>> Begin TEXT SECTION
The ultrasonic transmitting crystal is indicated by reference number 73. In the preferred embodiment this crystal is selected for a frequency of approximately 40 khz. One terminal of the crystal connects to signal ground by lead 74, and the other terminal connects by lead 75 to a pair of transmission gate switches 76 and 77. The other side of switch 76 connects to the battery supply voltage plus v, and the other side of switch 77 is connected to signal ground. Switches 76 and 77 are toggeled alternately by the Q and Q outputs of flip flop 70 as it responds to the pulses at its clock input. A branch of lead 82 connects to the D input of flip flop 70.
A reset line 83 for divider-counters 60 and 63 is provided, and this lead connects to terminal 84 of the connector socket. A load resistor 85 connects from a reset line to signal ground. The reset line is used for programming.
In operation, the frequencies at leads 61 and 62 derived from the output of oscillator 57 are used to provide a gating signal for transmission of the ultrasonic carrier. Specifically, a signal as identified by waveform 90 is provided at the input to flip flop 66, having a period of two seconds. The 8 hz signal at lead 62 is used to reset flip flop 66 following setting thereof by waveform 90 at the start of each two second period. The resetting of the flip flop by the 8 hz signal on lead 62 provides a gating signal of approximately 63 msec at a two-second repetition rate, as indicated by waveform 91.
During the 63 msec period flip flop 70 is enabled and the 80.4 khz signal at lead 72 causes flip flop 70 to continuously toggle for the duration of the 63 msec period. Toggling of the flip flop cause alternate actuation of transmission gate switches 76 and 77 to alternately connect lead 75 to ground and to the plus v battery voltage. The result is to cause transmission crystal 73 to emit a 40.2 khz burst of energy lasting approximately 63 msec, with the bursts being repeated at two-second intervals. The purpose of reset line 83 is to program the transmitter unit as will be explained further with reference to the other figures.
FIG. 3 shows a receiver for installation in a room. Reference number 100 indicates the ultrasonic receiving crystal. Crystal 100 connects to signal ground lead 101, and connects by lead 102 to a preamplifier 103. Preamplifier 103 is preferably of a high input impedance design employing field effect transitors, as is generally known in the art. Preamplifier 103 connects to a further signal amplifier 104 and the output of this amplifier connects to a coupling capacitor 105 to the signal detection circuitry. In the preferred embodiment signal detection is performed by a phase locked loop, which includes phase detector 106 and voltage controlled oscillator 107. These components are interconnected by lead 111 and resistor 112 as is generally known and a capacitor 113 and potentiometer 114 are provided for adjusting the lock frequency of the loop. Pulse outputs of detector 106 are applied to a NOR gate.
The output NOR 115 connects via capacitor 116 to signal ground and via resistor 117 to the input of a retriggerable one shot 120 and the output of this circuit connects to the input of one shot 121. The output of this circuit connects through inverter 122 to lead 123.
>> End TEXT SECTION
- _PROBLEM 1_
Reproduce the circuit description word for word, beginning with "The output NOR" and ending after "to lead 123.".
>> Begin RECORDS TO USE
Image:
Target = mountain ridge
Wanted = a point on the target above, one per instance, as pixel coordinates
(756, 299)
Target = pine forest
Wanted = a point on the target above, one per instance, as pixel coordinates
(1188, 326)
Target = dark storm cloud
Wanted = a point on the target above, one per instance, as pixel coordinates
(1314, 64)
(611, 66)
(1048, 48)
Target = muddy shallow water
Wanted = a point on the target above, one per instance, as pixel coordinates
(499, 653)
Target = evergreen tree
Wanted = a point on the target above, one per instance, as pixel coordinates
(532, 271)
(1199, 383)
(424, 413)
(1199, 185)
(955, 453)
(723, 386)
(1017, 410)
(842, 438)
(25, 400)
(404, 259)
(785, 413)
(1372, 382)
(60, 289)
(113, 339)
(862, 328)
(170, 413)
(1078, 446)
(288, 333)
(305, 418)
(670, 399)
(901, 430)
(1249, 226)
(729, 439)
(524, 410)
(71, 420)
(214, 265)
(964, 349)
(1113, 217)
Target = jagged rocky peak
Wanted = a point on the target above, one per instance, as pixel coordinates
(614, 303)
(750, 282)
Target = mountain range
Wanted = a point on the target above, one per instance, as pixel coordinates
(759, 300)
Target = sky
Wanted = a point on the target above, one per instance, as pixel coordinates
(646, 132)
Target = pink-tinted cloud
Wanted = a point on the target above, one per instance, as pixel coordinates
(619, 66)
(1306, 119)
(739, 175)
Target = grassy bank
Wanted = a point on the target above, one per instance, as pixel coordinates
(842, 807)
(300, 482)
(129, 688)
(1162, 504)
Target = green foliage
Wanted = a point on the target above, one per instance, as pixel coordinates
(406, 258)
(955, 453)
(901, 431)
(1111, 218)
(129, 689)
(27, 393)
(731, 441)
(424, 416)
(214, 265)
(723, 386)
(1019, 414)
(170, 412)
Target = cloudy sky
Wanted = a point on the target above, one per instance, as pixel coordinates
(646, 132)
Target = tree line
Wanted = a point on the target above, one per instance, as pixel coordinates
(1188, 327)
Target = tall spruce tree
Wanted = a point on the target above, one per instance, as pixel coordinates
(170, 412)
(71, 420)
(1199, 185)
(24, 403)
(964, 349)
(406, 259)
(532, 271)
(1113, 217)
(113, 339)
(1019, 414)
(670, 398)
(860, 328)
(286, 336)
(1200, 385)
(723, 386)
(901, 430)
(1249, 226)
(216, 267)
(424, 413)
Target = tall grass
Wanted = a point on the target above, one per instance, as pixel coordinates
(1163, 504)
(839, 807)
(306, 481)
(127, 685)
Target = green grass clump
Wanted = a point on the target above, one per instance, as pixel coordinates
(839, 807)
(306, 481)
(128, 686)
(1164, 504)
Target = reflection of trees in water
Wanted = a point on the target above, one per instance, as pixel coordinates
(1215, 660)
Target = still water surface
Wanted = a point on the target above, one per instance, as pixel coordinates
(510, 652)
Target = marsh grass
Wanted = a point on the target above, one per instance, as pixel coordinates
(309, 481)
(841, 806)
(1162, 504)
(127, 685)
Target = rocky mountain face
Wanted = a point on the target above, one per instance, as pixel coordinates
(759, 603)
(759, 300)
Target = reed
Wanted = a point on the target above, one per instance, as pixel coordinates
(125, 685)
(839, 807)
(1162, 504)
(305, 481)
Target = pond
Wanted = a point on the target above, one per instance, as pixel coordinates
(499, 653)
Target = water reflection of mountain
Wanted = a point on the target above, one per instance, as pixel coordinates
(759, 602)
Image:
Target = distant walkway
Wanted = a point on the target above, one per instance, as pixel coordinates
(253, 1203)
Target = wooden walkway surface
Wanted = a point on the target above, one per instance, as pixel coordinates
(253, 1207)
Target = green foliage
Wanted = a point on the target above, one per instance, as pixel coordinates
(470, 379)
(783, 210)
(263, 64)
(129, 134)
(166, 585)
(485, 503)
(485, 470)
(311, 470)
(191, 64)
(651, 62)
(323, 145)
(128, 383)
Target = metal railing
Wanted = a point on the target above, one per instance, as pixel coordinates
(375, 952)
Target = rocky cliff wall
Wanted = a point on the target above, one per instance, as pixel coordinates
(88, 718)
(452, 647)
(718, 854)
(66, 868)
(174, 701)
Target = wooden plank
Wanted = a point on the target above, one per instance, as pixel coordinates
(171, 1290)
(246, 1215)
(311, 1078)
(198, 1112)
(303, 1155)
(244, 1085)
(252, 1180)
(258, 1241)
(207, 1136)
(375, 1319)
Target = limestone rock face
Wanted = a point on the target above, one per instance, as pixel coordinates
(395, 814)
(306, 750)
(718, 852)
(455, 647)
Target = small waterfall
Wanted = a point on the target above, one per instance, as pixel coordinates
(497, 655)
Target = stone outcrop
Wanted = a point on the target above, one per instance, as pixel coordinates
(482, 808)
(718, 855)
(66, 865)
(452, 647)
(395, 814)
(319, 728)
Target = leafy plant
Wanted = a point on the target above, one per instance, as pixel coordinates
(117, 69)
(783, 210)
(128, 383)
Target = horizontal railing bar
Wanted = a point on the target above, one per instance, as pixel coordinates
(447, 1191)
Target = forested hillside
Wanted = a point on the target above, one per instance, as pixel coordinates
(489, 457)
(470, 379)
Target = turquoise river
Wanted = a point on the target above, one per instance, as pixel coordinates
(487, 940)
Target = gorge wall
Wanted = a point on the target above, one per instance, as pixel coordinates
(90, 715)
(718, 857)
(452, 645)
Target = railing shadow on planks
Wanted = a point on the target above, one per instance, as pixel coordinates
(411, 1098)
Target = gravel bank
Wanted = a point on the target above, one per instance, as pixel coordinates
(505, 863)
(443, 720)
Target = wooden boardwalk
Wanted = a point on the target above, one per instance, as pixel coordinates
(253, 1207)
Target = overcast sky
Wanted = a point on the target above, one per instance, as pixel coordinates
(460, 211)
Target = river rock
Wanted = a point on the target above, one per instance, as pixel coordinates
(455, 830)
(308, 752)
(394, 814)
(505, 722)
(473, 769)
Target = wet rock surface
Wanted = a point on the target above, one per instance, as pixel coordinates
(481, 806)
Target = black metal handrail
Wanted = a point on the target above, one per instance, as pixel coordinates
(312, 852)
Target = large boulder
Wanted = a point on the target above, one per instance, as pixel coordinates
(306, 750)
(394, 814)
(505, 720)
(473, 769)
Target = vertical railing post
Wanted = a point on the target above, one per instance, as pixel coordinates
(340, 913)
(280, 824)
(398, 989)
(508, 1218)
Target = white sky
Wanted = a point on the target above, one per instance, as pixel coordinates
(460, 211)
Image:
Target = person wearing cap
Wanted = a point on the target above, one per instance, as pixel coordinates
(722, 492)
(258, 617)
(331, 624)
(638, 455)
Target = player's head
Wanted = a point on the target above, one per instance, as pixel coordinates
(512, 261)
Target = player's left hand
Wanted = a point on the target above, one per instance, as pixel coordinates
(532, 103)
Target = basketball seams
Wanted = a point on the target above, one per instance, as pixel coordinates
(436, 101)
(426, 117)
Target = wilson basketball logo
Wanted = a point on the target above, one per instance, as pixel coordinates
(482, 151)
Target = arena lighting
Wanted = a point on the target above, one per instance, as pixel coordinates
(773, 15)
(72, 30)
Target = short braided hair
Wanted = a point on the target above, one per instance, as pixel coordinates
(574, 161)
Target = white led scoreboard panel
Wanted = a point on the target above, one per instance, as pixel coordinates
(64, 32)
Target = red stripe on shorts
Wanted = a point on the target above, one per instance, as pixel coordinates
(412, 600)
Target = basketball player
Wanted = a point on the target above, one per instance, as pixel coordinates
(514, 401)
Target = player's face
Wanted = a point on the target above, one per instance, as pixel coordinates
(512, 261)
>> End RECORDS TO USE
- _PROBLEM 2_
In the location identification entries, rewrite the lines from the first entry line through the line containing "(1188, 326)", replacing "pine forest" with "conifer woodland" and leaving everything else unchanged.

- _CORRECT OUTPUT 1_
The output NOR 115 connects via capacitor 116 to signal ground and via resistor 117 to the input of a retriggerable one shot 120 and the output of this circuit connects to the input of one shot 121. The output of this circuit connects through inverter 122 to lead 123.

- _CORRECT OUTPUT 2_
Image:
Target = mountain ridge
Wanted = a point on the target above, one per instance, as pixel coordinates
(756, 299)
Target = conifer woodland
Wanted = a point on the target above, one per instance, as pixel coordinates
(1188, 326)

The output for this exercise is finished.